• **Tasks to carry out**:
1. Print the part of the aquatic farm text that begins at the words "(b) Private aquatic" and stops after "and water resources.", copying it word for word.
2. Sum up the aquatic farm text in three sentences.
3. Go on with the aquatic farm text, picking up after its last sentence.

• **Text provided**:
———

(a) Aquatic farms are licensed to culture private aquatic life. Cultured aquatic life is not wildlife. Aquatic farms must be licensed and given classifications to prevent or minimize impacts on natural resources. The purpose of sections 17.4981 to 17.4997 is to:
(1) prevent public aquatic life from entering an aquatic farm;
(2) prevent release of nonindigenous or exotic species into public waters without approval of the commissioner;
(3) protect against release of disease pathogens to public waters;
(4) protect existing natural aquatic habitats and the wildlife dependent on them; and
(5) protect private aquatic life from unauthorized taking or harvest.
(b) Private aquatic life that is legally acquired and possessed is an article of interstate commerce and may be restricted only as necessary to protect state fish and water resources.

———

• **Study material**:
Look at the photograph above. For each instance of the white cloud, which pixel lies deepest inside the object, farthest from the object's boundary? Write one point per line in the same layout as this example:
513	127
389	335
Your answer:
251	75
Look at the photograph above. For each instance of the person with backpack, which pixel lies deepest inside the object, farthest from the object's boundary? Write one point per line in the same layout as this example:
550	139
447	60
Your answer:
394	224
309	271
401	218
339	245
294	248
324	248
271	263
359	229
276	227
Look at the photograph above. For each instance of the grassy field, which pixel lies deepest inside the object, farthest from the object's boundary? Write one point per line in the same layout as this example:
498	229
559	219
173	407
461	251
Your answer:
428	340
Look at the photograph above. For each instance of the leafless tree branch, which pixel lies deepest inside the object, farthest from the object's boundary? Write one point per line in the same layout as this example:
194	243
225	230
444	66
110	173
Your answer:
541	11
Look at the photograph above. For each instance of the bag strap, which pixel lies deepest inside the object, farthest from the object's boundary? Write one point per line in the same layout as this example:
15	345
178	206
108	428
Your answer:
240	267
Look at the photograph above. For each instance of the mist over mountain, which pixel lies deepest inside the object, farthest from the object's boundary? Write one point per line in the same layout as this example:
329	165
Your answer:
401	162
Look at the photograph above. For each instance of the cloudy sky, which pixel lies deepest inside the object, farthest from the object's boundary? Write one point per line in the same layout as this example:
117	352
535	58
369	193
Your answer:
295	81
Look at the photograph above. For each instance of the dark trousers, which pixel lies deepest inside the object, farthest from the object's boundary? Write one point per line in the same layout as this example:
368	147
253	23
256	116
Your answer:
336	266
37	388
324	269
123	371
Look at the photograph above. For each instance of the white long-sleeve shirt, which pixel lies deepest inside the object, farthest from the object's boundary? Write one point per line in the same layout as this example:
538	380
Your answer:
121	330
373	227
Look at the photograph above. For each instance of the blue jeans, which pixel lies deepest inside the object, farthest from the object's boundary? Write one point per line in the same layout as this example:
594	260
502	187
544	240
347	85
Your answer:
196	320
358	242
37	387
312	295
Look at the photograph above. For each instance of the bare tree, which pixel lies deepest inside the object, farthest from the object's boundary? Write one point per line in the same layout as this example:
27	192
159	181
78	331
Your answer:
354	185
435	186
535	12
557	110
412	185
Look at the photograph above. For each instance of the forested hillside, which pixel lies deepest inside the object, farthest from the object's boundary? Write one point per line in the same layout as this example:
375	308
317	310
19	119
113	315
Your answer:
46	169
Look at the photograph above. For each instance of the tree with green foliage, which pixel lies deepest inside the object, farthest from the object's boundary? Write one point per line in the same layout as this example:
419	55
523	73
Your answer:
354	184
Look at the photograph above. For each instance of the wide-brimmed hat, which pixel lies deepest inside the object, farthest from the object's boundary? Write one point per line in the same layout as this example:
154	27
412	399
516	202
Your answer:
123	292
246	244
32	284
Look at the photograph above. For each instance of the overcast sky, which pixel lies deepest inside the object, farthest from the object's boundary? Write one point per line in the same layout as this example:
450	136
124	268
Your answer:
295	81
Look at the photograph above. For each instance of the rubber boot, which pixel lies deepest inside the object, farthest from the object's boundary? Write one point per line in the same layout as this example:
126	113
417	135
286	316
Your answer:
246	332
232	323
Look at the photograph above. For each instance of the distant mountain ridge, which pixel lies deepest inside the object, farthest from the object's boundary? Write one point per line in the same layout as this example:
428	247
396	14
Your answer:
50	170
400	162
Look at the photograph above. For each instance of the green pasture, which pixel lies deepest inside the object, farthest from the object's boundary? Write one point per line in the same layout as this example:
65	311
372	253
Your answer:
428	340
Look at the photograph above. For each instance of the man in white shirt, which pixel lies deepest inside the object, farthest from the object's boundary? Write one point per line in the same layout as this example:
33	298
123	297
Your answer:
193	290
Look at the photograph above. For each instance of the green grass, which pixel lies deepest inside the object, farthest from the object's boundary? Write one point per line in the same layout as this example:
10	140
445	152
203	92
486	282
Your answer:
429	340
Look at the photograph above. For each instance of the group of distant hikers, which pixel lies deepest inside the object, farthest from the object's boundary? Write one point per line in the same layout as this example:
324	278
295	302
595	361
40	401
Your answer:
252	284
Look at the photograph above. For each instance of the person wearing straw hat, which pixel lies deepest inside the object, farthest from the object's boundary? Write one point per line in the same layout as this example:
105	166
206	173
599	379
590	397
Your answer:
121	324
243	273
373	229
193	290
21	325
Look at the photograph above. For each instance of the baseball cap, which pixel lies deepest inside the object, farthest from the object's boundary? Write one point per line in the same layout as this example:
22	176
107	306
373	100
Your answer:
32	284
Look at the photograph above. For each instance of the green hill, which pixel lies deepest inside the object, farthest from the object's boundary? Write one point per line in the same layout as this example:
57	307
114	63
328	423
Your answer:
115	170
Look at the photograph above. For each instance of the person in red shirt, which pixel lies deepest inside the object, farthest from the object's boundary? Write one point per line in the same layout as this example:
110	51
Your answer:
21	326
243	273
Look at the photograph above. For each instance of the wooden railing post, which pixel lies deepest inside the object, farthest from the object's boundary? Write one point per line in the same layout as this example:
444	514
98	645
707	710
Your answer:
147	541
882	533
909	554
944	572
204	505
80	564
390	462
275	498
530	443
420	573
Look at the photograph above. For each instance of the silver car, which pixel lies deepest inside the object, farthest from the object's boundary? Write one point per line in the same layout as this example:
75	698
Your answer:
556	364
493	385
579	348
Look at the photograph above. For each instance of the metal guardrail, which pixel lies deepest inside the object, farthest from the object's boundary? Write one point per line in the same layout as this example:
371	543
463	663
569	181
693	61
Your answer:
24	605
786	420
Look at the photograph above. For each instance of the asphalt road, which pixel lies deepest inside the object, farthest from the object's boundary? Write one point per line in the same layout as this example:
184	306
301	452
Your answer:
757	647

———

• **Task-by-task answers**:
1.
(b) Private aquatic life that is legally acquired and possessed is an article of interstate commerce and may be restricted only as necessary to protect state fish and water resources.

2. Aquatic farms are licensed to culture private aquatic life, which is not wildlife, and they must be licensed and classified to prevent or minimize impacts on natural resources. The rules aim to keep public aquatic life out of aquatic farms, to stop nonindigenous or exotic species and disease pathogens from getting into public waters, and to protect natural aquatic habitats and the wildlife dependent on them. They also protect private aquatic life from unauthorized taking or harvest, and legally acquired and possessed private aquatic life is an article of interstate commerce that may be restricted only as needed to protect state fish and water resources.

3.
(c) The commissioner of natural resources shall establish license and other fees as provided in section 16A.1285, subdivision 2, that would make aquaculture licensing and enforcement self-sustaining. Notwithstanding section 16A.1283, the commissioner may, by written order published in the State Register, establish the fees required by this section. The fees are not subject to the rulemaking provisions of chapter 14, and section 14.386 does not apply. The commissioner shall develop best management practices for aquaculture to ensure the long-term sustainability of aquaculture and wetlands used for aquaculture, including, but not limited to, fish farming in man-made ponds.